Supplied material |
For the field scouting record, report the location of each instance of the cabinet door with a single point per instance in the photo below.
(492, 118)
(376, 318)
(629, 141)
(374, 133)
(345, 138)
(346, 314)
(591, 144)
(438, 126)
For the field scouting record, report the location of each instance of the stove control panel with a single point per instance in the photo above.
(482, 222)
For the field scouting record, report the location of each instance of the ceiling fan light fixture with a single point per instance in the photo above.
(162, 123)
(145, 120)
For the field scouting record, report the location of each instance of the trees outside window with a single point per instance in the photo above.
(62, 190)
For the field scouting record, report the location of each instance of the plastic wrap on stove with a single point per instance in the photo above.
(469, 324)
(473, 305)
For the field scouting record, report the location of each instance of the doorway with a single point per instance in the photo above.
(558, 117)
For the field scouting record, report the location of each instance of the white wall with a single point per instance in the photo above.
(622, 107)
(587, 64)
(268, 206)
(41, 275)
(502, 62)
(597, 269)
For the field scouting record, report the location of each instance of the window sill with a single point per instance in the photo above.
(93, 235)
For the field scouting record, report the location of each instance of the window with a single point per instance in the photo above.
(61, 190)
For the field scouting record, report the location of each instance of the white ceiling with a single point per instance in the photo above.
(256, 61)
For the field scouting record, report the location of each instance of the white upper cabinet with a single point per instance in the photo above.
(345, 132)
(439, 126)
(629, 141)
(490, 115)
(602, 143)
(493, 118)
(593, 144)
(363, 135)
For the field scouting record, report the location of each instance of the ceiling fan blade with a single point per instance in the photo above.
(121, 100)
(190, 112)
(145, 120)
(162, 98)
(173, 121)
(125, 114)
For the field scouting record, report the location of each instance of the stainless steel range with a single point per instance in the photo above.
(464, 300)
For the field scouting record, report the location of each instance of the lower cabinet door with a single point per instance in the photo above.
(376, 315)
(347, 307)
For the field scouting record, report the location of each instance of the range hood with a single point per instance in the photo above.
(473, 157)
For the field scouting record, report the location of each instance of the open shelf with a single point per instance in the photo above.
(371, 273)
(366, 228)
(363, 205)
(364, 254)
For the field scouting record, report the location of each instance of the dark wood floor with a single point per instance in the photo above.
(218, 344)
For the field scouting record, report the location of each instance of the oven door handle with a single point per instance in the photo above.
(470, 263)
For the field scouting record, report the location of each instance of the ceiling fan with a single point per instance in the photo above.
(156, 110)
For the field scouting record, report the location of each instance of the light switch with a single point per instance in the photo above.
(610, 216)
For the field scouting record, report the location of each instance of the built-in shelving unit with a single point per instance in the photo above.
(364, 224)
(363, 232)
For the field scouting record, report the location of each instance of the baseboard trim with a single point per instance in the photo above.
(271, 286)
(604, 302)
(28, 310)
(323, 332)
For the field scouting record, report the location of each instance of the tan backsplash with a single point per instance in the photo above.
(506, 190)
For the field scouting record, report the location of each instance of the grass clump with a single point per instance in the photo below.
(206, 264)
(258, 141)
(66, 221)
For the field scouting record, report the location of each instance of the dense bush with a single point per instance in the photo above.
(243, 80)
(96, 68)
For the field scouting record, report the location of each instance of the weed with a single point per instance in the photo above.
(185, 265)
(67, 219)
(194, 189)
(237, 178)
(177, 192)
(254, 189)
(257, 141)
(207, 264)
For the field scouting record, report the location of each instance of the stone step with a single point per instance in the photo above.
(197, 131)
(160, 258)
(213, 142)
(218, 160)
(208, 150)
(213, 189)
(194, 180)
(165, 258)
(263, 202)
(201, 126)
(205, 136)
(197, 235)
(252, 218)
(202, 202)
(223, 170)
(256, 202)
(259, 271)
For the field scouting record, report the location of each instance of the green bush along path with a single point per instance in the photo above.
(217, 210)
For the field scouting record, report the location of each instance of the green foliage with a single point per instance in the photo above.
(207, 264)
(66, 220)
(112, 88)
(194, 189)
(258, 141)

Requirements | Reproduce every entry above word for word, keeping each line of coordinates in its original order.

Result of this exercise |
For the field scouting record, report the location of each instance of the cabinet door with a single point per instance in the photo below.
(492, 118)
(376, 318)
(629, 141)
(374, 133)
(345, 138)
(346, 314)
(591, 144)
(438, 126)
For the field scouting record, report the location of each instance of the stove control panel with a single point per instance in the photo above.
(482, 222)
For the field scouting record, report the location of each instance of the ceiling fan light fixture with a single point per instance in the photo above.
(162, 123)
(145, 120)
For the field scouting record, report the location of each instance of the trees outside window with a single point per instance in the photo above.
(62, 190)
For the field scouting record, report the location of each instance of the plastic wrap on stove with a single point per instance in the photo above.
(469, 324)
(473, 305)
For the field scouting record, report the location of each instance of the doorway with a single point per instance in the photo above.
(558, 117)
For the field scouting record, report the location of each instance of the white wall with a single point per instance in the photo above.
(622, 107)
(587, 64)
(268, 206)
(41, 275)
(502, 62)
(597, 269)
For the field scouting record, report the location of each instance of the window sill with a single point per instance in the photo above.
(93, 235)
For the field scouting record, report the location of each instance of the window with a single point per instance in the photo above.
(61, 190)
For the field scouting record, report the location of each instance of the white ceiling with a single point per instance in the photo above.
(256, 61)
For the field scouting record, report the location of each instance of the white upper cabinet with a single point per instance in the photo above.
(345, 132)
(439, 126)
(629, 141)
(490, 115)
(602, 143)
(493, 118)
(593, 144)
(363, 135)
For the field scouting record, report the location of each instance of the ceiling fan blade with a single point per instance in the photo above.
(121, 100)
(190, 112)
(145, 120)
(162, 98)
(173, 121)
(125, 114)
For the field scouting record, report the location of each instance of the stainless steel range with a single point per instance in the photo above.
(464, 300)
For the field scouting record, report the location of each instance of the lower cabinet door with a single point per instance in the photo above.
(376, 315)
(347, 307)
For the field scouting record, report the location of each instance of the range hood with a single point per instance in the photo above.
(473, 157)
For the field scouting record, report the location of each instance of the open shelf with a single point per instance in the photo above.
(371, 273)
(366, 228)
(363, 205)
(364, 254)
For the field scouting record, report the location of each instance of the dark wood floor with a single point per instance in the photo above.
(218, 344)
For the field scouting record, report the location of each instance of the oven door handle with a single point per instance in the photo above.
(470, 263)
For the field scouting record, report the location of each instance of the ceiling fan with a single point per instance in the photo above.
(156, 110)
For the field scouting record, report the location of each instance of the light switch with a single point per instance in the photo above.
(610, 216)
For the field scouting record, report the location of each instance of the built-in shelving unit with a single point per instance in the photo above.
(364, 224)
(363, 232)
For the field scouting record, report the location of each instance of the baseboard trim with a single point per instance in the photo above.
(271, 286)
(604, 302)
(28, 310)
(323, 332)
For the field scouting record, report the location of each instance of the tan backsplash with a single point per instance in the photo above.
(506, 190)
For the field scouting record, report the location of each instance of the grass clump with a single point per instance in the photo below.
(206, 264)
(258, 141)
(66, 221)
For the field scouting record, report the location of each instance of the dense bush with a single point per instance in the photo above.
(243, 80)
(96, 68)
For the field scouting record, report the location of each instance of the weed with a single point per instance in the photo above.
(185, 265)
(67, 219)
(194, 189)
(237, 178)
(177, 192)
(254, 189)
(257, 141)
(207, 264)
For the field scouting record, report the location of each instance of the stone step with a single point per instance in the photo above.
(197, 131)
(160, 258)
(213, 142)
(218, 160)
(208, 150)
(213, 189)
(194, 180)
(165, 258)
(263, 202)
(201, 126)
(205, 136)
(197, 235)
(252, 218)
(202, 202)
(223, 170)
(256, 202)
(259, 271)
For the field scouting record, report the location of each instance of the green bush along path with a single point per instance in the photo above.
(217, 210)
For the field scouting record, report the location of each instance of the green foliage with a single point per instance in the photo above.
(207, 264)
(66, 220)
(112, 88)
(194, 189)
(258, 141)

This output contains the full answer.